What this task involves: Extend the Beardsley–Mix House passage below, picking up after its final sentence.

Reading passage:
____________________
The Beardsley–Mix House is a historic house at 81 Rockledge Drive in West Hartford, Connecticut.  Built about 1774, it is one of the town's few surviving 18th-century buildings.  It was originally located on South Main Street, and was moved to its present location in the 1930s.  It was listed on the National Register of Historic Places in 1986.

Description and history
The Beardsley–Mix House stands on the south side  of Rockledge Drive, a residential street just east of South Main Street and south of downtown West Hartford.  It is a -story wood-frame structure, with a side-gable roof, central chimney, and clapboarded exterior.  Its main facade faces north, and is five bays wide, with a slightly overhanging second story.  The centered entry is flanked by sidelight windows and pilasters, which support an entablature and gabled pediment.
____________________
Records supplied:
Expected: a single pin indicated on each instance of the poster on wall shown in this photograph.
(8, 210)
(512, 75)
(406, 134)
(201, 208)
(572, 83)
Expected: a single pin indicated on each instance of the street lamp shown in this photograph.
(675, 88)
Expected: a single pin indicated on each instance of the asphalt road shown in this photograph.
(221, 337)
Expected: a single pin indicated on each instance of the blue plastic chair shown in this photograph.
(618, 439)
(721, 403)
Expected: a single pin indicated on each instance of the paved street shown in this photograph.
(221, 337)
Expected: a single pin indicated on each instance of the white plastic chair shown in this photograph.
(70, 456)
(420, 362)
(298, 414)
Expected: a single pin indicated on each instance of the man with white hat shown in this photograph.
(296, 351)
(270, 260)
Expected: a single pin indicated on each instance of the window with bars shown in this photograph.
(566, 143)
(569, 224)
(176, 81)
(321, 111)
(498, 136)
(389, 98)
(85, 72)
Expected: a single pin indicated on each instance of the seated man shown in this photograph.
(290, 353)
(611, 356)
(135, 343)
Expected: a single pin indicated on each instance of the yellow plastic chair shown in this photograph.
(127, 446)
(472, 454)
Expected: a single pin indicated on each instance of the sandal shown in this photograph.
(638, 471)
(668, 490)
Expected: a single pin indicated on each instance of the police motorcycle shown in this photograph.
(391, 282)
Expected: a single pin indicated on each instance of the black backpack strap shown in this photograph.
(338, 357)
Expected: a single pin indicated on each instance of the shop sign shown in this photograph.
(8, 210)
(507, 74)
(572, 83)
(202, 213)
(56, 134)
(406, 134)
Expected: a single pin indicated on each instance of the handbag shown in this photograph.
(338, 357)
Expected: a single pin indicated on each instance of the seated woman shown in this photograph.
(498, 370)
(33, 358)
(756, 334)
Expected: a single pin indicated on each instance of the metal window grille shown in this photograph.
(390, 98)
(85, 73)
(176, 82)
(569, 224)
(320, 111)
____________________
Answer:
This house was probably built around 1774, on land that was transferred in that year from Noah Webster Sr. (father to the famous Noah Webster, Jr.) to Adam Webster.  It and the associated farmland were bought in 1810 by Elisha Mix, who later sold it to Jeremiah Beardslee.  After Beardslee died, the property passed to his son-in-law, Henry Mix.  The farmland was subdivided in the 1930s, the house moved back from South Main Street to its present location around that time.  It is one of West Hartford's few remaining 18th century houses.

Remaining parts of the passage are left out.